• **PROVIDED PASSAGE**:
☆ ☆ ☆ ☆ ☆ ☆ ☆

On Sunday, Nov 16, 2003, at 07:53 US/Pacific, Hacksaw wrote: [..]
If you were never going to do anything else in the while loop, it could be this:
while (<ER>) { print EL $_; }
I think select is one of the statements that you don't need for most small projects. I have never used it in my 6 or so years of perl coding. --
I on the other hand have had the unpleasantry of FORGETTING that I was whacking new code in that was doing a 'select'.
So one solution is to make sure that IF you do a select that you put things back where you found them, eg:
my $oldfh = select($newfh); # the neat new stuff here ... select($oldfh);
as you will notice in the 'perldoc -f select' the nice line notes:
select FILEHANDLE select Returns the currently selected filehandle. Sets the current default filehandle for output, if FILEHANDLE is supplied. This has two effects: first, a "write" or a "print" without a filehandle will default to this FILEHANDLE.

☆ ☆ ☆ ☆ ☆ ☆ ☆

• **REQUESTS**:
[1] Reproduce the passage of the Perl select excerpt starting with "On Sunday, Nov" and going on through "doing a 'select'.".
[2] Condense the paragraph of the Perl select excerpt that begins "I think select is one" into one shorter sentence that keeps its main facts.
The material after this point is separate from the Perl select excerpt.

☆ ☆ ☆ ☆ ☆ ☆ ☆

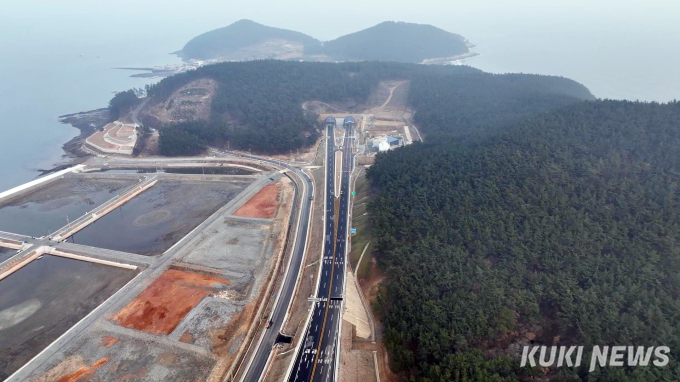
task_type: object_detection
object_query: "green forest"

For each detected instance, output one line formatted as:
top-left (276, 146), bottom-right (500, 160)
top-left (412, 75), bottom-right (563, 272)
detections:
top-left (139, 60), bottom-right (592, 155)
top-left (318, 21), bottom-right (468, 64)
top-left (367, 99), bottom-right (680, 381)
top-left (109, 89), bottom-right (139, 121)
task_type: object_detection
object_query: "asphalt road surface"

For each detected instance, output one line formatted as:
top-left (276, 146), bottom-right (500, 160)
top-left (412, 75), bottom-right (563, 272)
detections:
top-left (289, 118), bottom-right (354, 382)
top-left (223, 151), bottom-right (312, 382)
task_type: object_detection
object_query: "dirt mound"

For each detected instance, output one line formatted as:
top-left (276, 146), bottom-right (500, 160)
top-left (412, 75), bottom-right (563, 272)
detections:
top-left (234, 184), bottom-right (281, 219)
top-left (113, 269), bottom-right (230, 334)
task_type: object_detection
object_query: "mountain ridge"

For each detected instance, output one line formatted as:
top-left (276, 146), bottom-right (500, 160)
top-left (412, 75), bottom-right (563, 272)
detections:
top-left (175, 19), bottom-right (470, 63)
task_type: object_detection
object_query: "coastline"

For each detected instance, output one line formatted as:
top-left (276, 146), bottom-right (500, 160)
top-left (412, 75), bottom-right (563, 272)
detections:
top-left (420, 51), bottom-right (479, 65)
top-left (36, 108), bottom-right (109, 178)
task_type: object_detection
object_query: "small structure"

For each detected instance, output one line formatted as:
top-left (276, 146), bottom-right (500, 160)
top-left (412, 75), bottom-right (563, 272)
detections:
top-left (344, 117), bottom-right (356, 129)
top-left (366, 135), bottom-right (404, 152)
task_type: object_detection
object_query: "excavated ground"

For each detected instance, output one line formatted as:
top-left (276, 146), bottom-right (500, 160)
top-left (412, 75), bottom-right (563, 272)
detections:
top-left (69, 181), bottom-right (249, 256)
top-left (0, 255), bottom-right (137, 379)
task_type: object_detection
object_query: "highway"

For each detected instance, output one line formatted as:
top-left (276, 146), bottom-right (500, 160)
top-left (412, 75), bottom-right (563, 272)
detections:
top-left (288, 118), bottom-right (354, 382)
top-left (220, 154), bottom-right (313, 382)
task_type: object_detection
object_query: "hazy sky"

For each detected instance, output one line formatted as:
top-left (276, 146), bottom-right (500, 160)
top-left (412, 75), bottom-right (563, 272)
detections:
top-left (0, 0), bottom-right (680, 101)
top-left (6, 0), bottom-right (680, 40)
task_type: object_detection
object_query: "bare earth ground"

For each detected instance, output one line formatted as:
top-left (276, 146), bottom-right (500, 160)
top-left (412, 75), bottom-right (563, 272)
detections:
top-left (234, 184), bottom-right (279, 219)
top-left (140, 79), bottom-right (217, 127)
top-left (264, 154), bottom-right (325, 382)
top-left (27, 178), bottom-right (293, 381)
top-left (113, 269), bottom-right (229, 334)
top-left (339, 321), bottom-right (376, 382)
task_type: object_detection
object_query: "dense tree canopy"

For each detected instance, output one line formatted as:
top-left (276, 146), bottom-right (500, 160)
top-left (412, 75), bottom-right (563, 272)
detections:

☆ ☆ ☆ ☆ ☆ ☆ ☆

• **RESULTS BY TASK**:
[1]
On Sunday, Nov 16, 2003, at 07:53 US/Pacific, Hacksaw wrote: [..]
If you were never going to do anything else in the while loop, it could be this:
while (<ER>) { print EL $_; }
I think select is one of the statements that you don't need for most small projects. I have never used it in my 6 or so years of perl coding. --
I on the other hand have had the unpleasantry of FORGETTING that I was whacking new code in that was doing a 'select'.

[2] The writer considers select unnecessary for most small projects and has never used it in roughly six years of Perl coding.